Rewrite all the records below with "photo" swapped for "image" and everything else unchanged. Omit the pictures from your answer.

DATA SHOWN:
------------------------------------------------

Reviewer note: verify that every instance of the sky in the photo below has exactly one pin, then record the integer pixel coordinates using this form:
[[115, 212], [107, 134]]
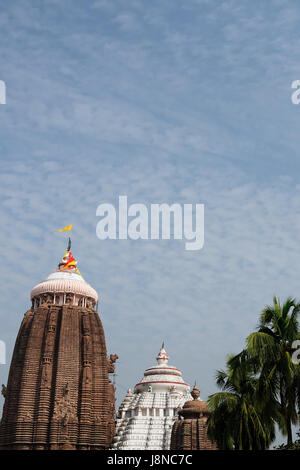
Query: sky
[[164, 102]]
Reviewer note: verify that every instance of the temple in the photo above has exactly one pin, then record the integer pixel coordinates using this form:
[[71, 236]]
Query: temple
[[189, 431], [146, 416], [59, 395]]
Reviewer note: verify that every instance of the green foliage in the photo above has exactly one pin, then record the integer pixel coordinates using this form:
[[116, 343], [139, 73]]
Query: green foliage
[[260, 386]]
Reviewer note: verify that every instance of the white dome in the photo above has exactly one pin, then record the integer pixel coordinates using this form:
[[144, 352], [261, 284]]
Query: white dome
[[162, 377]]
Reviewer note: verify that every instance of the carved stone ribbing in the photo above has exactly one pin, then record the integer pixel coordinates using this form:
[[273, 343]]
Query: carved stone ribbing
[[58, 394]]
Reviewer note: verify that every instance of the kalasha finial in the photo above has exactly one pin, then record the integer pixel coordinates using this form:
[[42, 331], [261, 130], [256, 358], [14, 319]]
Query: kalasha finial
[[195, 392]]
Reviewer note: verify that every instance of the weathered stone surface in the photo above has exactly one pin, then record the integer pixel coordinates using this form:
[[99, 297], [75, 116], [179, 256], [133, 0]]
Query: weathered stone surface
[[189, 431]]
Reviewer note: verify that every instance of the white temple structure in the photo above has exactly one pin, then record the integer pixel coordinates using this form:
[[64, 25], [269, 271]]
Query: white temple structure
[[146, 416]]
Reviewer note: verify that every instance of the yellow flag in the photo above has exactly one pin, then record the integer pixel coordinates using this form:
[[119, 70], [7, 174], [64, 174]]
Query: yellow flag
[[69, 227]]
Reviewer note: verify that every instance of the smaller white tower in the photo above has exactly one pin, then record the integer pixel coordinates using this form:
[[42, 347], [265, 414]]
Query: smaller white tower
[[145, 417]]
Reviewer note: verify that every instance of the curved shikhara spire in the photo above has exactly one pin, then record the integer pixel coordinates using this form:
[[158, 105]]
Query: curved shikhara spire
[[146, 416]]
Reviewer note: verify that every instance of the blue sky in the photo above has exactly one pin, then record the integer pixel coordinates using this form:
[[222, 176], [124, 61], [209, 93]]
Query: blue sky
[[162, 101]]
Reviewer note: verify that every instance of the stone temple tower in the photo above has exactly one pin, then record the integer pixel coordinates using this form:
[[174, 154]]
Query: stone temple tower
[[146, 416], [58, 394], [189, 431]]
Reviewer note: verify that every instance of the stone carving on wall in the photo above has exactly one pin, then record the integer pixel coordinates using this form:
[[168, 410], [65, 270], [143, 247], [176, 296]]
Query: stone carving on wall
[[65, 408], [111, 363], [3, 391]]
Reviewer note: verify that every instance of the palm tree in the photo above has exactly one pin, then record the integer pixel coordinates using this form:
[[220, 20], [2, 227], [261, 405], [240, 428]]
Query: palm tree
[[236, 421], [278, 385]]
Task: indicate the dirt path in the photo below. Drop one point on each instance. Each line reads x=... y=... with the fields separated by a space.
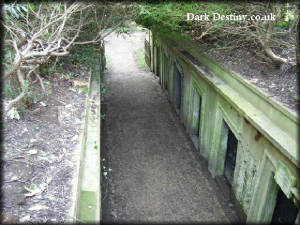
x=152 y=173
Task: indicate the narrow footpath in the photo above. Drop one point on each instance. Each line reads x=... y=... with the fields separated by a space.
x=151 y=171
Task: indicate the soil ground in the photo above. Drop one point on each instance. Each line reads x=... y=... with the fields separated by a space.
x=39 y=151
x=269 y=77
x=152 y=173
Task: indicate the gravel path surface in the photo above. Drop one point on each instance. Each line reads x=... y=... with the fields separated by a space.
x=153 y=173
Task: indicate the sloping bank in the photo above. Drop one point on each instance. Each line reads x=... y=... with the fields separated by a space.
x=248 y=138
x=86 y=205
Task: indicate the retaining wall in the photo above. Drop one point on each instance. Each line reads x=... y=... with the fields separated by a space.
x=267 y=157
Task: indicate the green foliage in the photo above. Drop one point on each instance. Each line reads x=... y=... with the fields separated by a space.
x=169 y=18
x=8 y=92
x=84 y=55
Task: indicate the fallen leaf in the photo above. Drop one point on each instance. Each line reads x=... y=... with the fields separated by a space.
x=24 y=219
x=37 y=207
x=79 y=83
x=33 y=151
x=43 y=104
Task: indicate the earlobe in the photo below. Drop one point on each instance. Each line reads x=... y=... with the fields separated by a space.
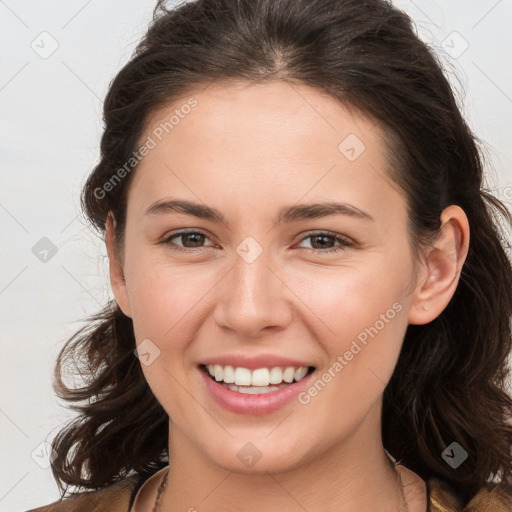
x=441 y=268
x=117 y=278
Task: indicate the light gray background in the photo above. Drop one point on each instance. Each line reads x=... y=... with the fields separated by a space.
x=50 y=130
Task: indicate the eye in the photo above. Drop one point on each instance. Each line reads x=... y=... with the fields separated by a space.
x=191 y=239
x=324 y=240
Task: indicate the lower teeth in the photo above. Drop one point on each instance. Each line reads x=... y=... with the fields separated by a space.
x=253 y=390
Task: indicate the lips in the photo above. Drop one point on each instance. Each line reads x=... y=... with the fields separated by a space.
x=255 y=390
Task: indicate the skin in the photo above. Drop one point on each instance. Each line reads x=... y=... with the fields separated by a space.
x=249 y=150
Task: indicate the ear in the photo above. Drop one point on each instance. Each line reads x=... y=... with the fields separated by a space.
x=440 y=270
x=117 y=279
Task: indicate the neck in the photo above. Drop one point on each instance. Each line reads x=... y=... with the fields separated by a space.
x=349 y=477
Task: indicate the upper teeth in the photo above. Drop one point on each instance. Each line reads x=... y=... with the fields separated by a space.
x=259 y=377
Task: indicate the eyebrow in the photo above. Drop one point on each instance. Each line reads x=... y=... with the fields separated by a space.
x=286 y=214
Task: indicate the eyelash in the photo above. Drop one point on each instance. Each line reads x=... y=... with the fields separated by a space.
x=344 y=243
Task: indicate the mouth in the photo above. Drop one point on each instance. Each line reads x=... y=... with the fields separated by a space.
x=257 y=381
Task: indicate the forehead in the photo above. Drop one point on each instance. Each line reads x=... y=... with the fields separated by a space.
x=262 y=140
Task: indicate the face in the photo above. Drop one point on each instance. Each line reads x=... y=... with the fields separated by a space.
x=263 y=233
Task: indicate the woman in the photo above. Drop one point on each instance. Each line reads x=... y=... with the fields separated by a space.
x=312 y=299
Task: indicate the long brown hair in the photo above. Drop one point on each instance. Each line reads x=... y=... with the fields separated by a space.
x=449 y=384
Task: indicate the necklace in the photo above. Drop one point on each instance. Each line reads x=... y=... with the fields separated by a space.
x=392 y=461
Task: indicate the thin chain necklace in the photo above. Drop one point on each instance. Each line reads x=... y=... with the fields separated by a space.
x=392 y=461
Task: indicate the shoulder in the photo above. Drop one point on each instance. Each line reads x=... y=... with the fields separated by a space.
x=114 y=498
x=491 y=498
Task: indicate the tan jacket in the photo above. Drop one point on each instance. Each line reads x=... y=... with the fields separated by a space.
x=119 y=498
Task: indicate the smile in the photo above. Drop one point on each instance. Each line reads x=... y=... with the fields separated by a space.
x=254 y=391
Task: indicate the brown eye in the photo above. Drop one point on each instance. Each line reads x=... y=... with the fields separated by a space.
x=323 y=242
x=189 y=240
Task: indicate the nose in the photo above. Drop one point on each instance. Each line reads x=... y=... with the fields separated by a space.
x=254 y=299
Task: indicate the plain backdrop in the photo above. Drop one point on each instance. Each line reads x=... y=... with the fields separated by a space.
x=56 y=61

------------------------------------------------

REPLY:
Reviewer note: verify that every instance of the sky in the image below has exactly one pin, then record the integer pixel coordinates using this form:
[[115, 212], [107, 134]]
Query: sky
[[164, 102]]
Reviewer note: verify that every instance of the temple in the image above has exactly one pin, then record the integer pixel coordinates using this form:
[[71, 236]]
Query: temple
[[189, 431], [146, 416], [59, 395]]
Reviewer note: verify that every instance of the green foliage in the image above has exactly one pin, then record the integer pixel coordinates using this form:
[[116, 343], [139, 73]]
Query: green foliage
[[260, 386]]
Reviewer note: verify that every instance of the white dome in the image above has exactly one pin, then record the integer pixel coordinates using this form:
[[144, 352], [261, 284]]
Query: white dome
[[162, 377]]
Reviewer note: verify that every instance of the carved stone ribbing in the image above has exactly one pin, then record the integer pixel coordinates using this form:
[[273, 343]]
Query: carved stone ribbing
[[58, 394]]
Reviewer note: verify that every instance of the kalasha finial in the image above has exactly one pin, then record the integer pixel coordinates using this form:
[[42, 331], [261, 130], [256, 358], [14, 319]]
Query: kalasha finial
[[195, 392]]
Reviewer note: verify that every instance of the weathered stone surface in the image above has exactly one pin, then record the integer pixel coordinates using this form:
[[99, 297], [75, 116], [179, 256], [133, 0]]
Query: weathered stone surface
[[189, 431]]
Reviewer note: verify that every instance of the white temple structure in the image above has exactly one pin, then record the integer pixel coordinates using this form:
[[64, 25], [269, 271]]
Query: white temple structure
[[146, 416]]
Reviewer note: verify that every instance of the yellow flag in the image above has exactly one pin, then record the integer pixel coordinates using this form:
[[119, 70], [7, 174], [64, 174]]
Query: yellow flag
[[69, 227]]
Reviewer note: verify that every instance of the smaller white tower in the image above has exactly one pin, then record the integer pixel coordinates using this form:
[[42, 347], [265, 414]]
Query: smaller white tower
[[145, 417]]
Reviewer note: verify that every instance of the curved shikhara spire in the image above has exactly one pin, then record the integer pixel coordinates using this form:
[[158, 105]]
Query: curved shikhara spire
[[146, 416]]
Reviewer note: verify that every instance of the blue sky in the image above has exactly one pin, then record the integer pixel coordinates using this form:
[[222, 176], [124, 61], [209, 93]]
Query: blue sky
[[162, 101]]
Reviewer note: verify that every instance of the stone temple tower in the image above has exactly one pin, then record the integer pixel coordinates using this form:
[[174, 154]]
Query: stone temple tower
[[146, 416], [58, 394], [189, 431]]
Reviewer note: verify that every instance of the stone carving on wall in the image above has exactly one pin, then record the integer pixel coordinates using this form:
[[168, 410], [65, 270], [143, 247], [176, 296]]
Query: stone carving on wall
[[65, 408], [111, 363], [3, 391]]
Reviewer note: verify that every instance of the palm tree in the image above has exactly one pin, then record the integer pixel coordinates using this form:
[[220, 20], [2, 227], [261, 405], [240, 428]]
Query: palm tree
[[236, 421], [278, 385]]
Task: indicate the dirt path in the image below. Drop one point on each instance. Each line reads x=... y=... with the fields separated by a space.
x=152 y=173
Task: indicate the narrow footpath in the image above. Drop one point on each instance. Each line reads x=... y=... with the fields separated by a space.
x=151 y=171
Task: indicate the soil ground in the image above. Drop one point on each instance. Each line reads x=... y=... with the fields separated by a space.
x=39 y=151
x=269 y=77
x=152 y=173
Task: indicate the gravel path surface in the image above. Drop one point on each instance. Each line reads x=... y=... with the fields separated by a space.
x=153 y=173
Task: indicate the sloping bank in the image above. Drop one point on each instance. Each line reads x=... y=... with the fields separated by a space.
x=248 y=138
x=86 y=205
Task: indicate the retaining wall in the image above. Drop one point on each instance. Each line reads x=... y=... with the fields separated by a space.
x=267 y=157
Task: indicate the green foliage in the image above. Drop one point on each instance. Each line reads x=... y=... with the fields separated by a space.
x=169 y=18
x=8 y=92
x=84 y=55
Task: indicate the fallen leaf in the image above. Drop one point on each instance. Each line reads x=... y=... with the fields separated by a space.
x=24 y=219
x=37 y=207
x=79 y=83
x=33 y=151
x=43 y=104
Task: indicate the earlobe in the image below. Drop one point on each instance. Each line reads x=... y=... with the fields separated by a space.
x=441 y=268
x=117 y=278
Task: indicate the light gray background in the image above. Drop one point on each instance. Each line reads x=... y=... with the fields separated by a space.
x=50 y=130
Task: indicate the eye in the image above. Drop one point on each instance. Each line reads x=... y=... with the fields separated by a space.
x=191 y=239
x=324 y=240
Task: indicate the lower teeth in the image above. Drop one point on each instance. Each line reads x=... y=... with the fields separated by a space.
x=253 y=390
Task: indicate the lips in the image above. Drop one point on each instance. Each line reads x=... y=... with the fields separated by a space.
x=255 y=390
Task: indicate the skin in the image above. Drop one point on each instance. Each line reads x=... y=... with the fields separated by a space.
x=249 y=150
Task: indicate the ear in the image above. Drop one point on each instance. Each line reads x=... y=... with the fields separated by a space.
x=440 y=270
x=117 y=279
Task: indicate the neck in the image above. Drop one point on each instance. Each line reads x=... y=... with the fields separated by a space.
x=349 y=477
Task: indicate the upper teeth in the image above. Drop one point on each instance. Each line reads x=... y=... with the fields separated by a space.
x=259 y=377
Task: indicate the eyebrow in the image above. Drop one point on each instance. Each line reads x=... y=... with the fields separated by a space.
x=286 y=214
Task: indicate the eyelash in the image above. Drop one point on each instance. Each line reads x=... y=... with the fields separated by a space.
x=344 y=243
Task: indicate the mouth in the image above. Drop one point on each instance. Each line reads x=... y=... with the fields separated by a space.
x=257 y=381
Task: indicate the forehead in the image above. Drop one point on each instance. Each line reads x=... y=... with the fields separated by a space.
x=262 y=140
Task: indicate the face in the image above. Drop one point on each instance. Each line reads x=... y=... with the fields separated by a space.
x=263 y=233
Task: indicate the woman in the image above. Drop one point on each instance. Each line reads x=... y=... with the fields separated by a space.
x=312 y=299
Task: indicate the long brown hair in the image above. Drop one point on each instance. Each line reads x=... y=... with the fields separated by a space.
x=449 y=384
Task: indicate the necklace in the image above. Drop one point on each instance. Each line reads x=... y=... with the fields separated by a space.
x=392 y=461
Task: indicate the thin chain necklace in the image above. Drop one point on each instance. Each line reads x=... y=... with the fields separated by a space.
x=392 y=461
Task: indicate the shoulder in the image above. Drop one point on each instance. Each line reads x=... y=... with the fields separated by a space.
x=114 y=498
x=491 y=498
Task: indicate the tan jacket in the image above. Drop one point on each instance. Each line reads x=... y=... with the fields separated by a space.
x=119 y=498
Task: indicate the smile in the image above. Drop one point on each instance. Each line reads x=... y=... with the fields separated by a space.
x=254 y=391
Task: indicate the brown eye in the image above. Drop one point on each instance. Each line reads x=... y=... with the fields separated by a space.
x=323 y=242
x=189 y=240
Task: indicate the nose in the image above. Drop one point on each instance. Each line reads x=... y=... with the fields separated by a space.
x=254 y=299
Task: indicate the plain backdrop in the image above. Drop one point on each instance. Each line reads x=... y=... with the fields separated by a space.
x=56 y=61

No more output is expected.